Problem set:
1 – According to the account of Sleep Psychology's specialty recognition, in what year did the APA commission grant Sleep Psychology specialty recognition?
2 – Using the account of Sleep Psychology's specialty recognition, explain why the group decided to create and publish the SBSM Guide to Actigraphy Monitoring.
3 – Continue the account of Sleep Psychology's pursuit of board certification from where it stops.

We spent many months toiling on the application to recognize Sleep Psychology as a professional specialty. This required us to define all of the proficiencies, skill sets, training standards, etc. needed to practice sleep psychology. To be a specialty and not a proficiency, the field needed to be both broad, but also with enough true depth and scientific foundation that it would meet criteria.  We had to demonstrate that we in fact were a legitimate specialty that cut across more the one disorder, that we had a critical mass of providers and training programs across the country. We had to demonstrate that we did not overlap with other specialties within psychology that could call us a subspecialty. It was quite rigorous and simply put, we met those criteria.  The APA’s commission for the Recognition of Specialties and Proficiencies in Professional Psychology granted specialty recognition for Sleep Psychology in 2013 under Dr. Christina McCrae’s stewardship. We are up for renewal in 2020. As part of this process, we realized that we needed to continue to develop, maintain and expand BSM core competency areas for our field to thrive. This was the impetus behind our decision to create and publish the SBSM Guide to Actigraphy Monitoring, which we published as a special edition of Behavioral Sleep Medicine. I became the Society’s first delegate, so to speak, joining the Board of the Council of Specialties in Professional Psychology.  With these accomplishments under our belt, we applied to develop a board exam in Sleep Psychology.

Much to our surprise, ABPP rejected our application, encouraging us instead to apply as a subspecialty within one of the already established boards. Things were quite political and complicated, but it is fair to say ABPP was expressly seeking to expand and promote a newly developed subspecialty program.  The argument was in fact that sleep medicine itself is subspecialty in medicine and so Sleep Psychology should be too. Needless to say, many of us were disappointed, especially since we appeared to meet all of the criteria and had already achieved independent recognition as a Specialty from APA. We appealed to no avail.  ABPP reiterated the subspecialty pathway, but this itself was vaguely defined and would require members to first become certified in one of the existing ABPP specialties, such as Health Psychology, Clinical Psychology, Cognitive and Behavioral, etc.  We would have to petition these Boards and work with them to develop a subspecialty exam. It was going to be even more costly to become board certified in Sleep Psychology. We were getting a big dose of psychology politics.  I think at this point many of us began to feel that we needed to get back to grass roots BSM. We ultimately decided it did not make sense for us to pursue a subspecialty ABPP exam.

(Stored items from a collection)
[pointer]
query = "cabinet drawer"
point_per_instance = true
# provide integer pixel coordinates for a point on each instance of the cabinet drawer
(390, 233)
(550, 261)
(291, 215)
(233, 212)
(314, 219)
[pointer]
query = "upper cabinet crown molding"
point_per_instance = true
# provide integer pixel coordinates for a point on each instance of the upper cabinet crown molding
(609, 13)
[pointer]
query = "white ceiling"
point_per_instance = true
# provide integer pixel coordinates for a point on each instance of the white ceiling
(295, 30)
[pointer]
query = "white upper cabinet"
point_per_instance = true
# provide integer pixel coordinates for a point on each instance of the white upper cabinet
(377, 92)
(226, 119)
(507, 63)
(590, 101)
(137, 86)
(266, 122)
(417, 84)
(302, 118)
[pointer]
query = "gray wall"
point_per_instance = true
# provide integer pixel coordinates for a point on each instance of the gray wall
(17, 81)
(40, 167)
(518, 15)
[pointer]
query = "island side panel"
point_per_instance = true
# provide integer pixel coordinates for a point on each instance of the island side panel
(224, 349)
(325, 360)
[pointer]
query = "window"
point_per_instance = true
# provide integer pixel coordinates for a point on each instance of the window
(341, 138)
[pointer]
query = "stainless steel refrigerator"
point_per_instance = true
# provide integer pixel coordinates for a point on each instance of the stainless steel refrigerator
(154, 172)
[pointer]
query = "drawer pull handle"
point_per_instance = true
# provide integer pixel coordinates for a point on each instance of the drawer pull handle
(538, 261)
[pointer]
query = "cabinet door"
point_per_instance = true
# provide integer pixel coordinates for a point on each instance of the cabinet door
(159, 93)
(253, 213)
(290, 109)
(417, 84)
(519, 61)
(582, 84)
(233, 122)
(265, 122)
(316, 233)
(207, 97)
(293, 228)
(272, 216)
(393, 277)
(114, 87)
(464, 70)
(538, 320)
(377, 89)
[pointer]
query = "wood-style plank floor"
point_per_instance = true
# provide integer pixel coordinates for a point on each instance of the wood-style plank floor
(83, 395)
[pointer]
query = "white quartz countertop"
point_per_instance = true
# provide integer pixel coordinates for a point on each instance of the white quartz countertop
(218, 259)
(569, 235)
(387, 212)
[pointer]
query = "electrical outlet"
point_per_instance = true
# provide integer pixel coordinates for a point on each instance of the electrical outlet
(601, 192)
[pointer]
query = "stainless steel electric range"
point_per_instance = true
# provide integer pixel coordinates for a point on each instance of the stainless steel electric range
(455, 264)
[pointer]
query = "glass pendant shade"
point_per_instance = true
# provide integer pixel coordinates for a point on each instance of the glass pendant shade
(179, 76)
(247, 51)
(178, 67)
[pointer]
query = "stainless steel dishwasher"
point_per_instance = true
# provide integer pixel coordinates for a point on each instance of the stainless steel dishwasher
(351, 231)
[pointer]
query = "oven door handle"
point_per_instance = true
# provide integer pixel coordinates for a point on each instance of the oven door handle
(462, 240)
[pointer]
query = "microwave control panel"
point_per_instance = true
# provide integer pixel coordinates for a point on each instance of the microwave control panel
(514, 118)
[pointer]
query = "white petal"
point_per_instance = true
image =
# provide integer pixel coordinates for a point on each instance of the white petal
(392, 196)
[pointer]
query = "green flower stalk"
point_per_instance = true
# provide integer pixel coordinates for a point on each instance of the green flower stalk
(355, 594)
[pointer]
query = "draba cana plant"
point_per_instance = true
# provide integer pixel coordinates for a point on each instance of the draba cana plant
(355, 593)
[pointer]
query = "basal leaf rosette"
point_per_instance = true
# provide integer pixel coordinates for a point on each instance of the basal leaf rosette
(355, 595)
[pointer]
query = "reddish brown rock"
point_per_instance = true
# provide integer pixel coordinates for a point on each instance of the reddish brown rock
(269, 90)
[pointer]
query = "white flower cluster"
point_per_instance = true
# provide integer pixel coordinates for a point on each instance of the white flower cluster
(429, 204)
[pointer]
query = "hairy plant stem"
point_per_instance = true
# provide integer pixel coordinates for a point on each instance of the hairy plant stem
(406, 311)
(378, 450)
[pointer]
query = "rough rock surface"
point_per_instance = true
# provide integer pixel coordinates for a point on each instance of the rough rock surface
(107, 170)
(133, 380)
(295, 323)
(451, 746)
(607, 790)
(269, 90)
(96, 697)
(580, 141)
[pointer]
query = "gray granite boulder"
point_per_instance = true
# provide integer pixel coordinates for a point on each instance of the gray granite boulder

Expected outputs:
1 – 2013

2 – With renewal of the specialty recognition due in 2020, the group realized it needed to keep developing, maintaining and expanding BSM core competency areas for the field to thrive. That realization prompted the decision to create and publish the guide.

3 –
My hope is that this will become an important inflection point in our continued professional development.  I think it can be a point where we buck the trend and lead the way toward developing a truly interdisciplinary field where we work out some of the professional trade issues over time, but ultimately come to embrace our larger BSM field as our most important identity.

Within this context, we broke away from the Academy of Sleep Medicine. We needed to be more free to pursue our self-interests. It has been quite a journey in 10 years and looking back, a lot was accomplished. It is time for another run. With the American College of Physician’s recommending CBT-I as the first line treatment for Insomnia disorder, we are well positioned to aggressively pursue growth on our field.  We have a strong foundation. We need to focus on expanding our membership base; dramatically. We need to increase our public profile in the media and we need develop a serious philanthropy campaign. We need to forge strong working relationships with primary care and family medicine organizations.  They want to work with us now more than ever.  We need to translate our new science into practice faster.  I think this is where we can really shine. We are a nimble enough community that we need to make sure we a learning new treatments as they come out.

For those of us developing new BSM approaches, we need to ensure that we are training our field to implement them. I look forward seeing what we can all accomplish in the next 10 years.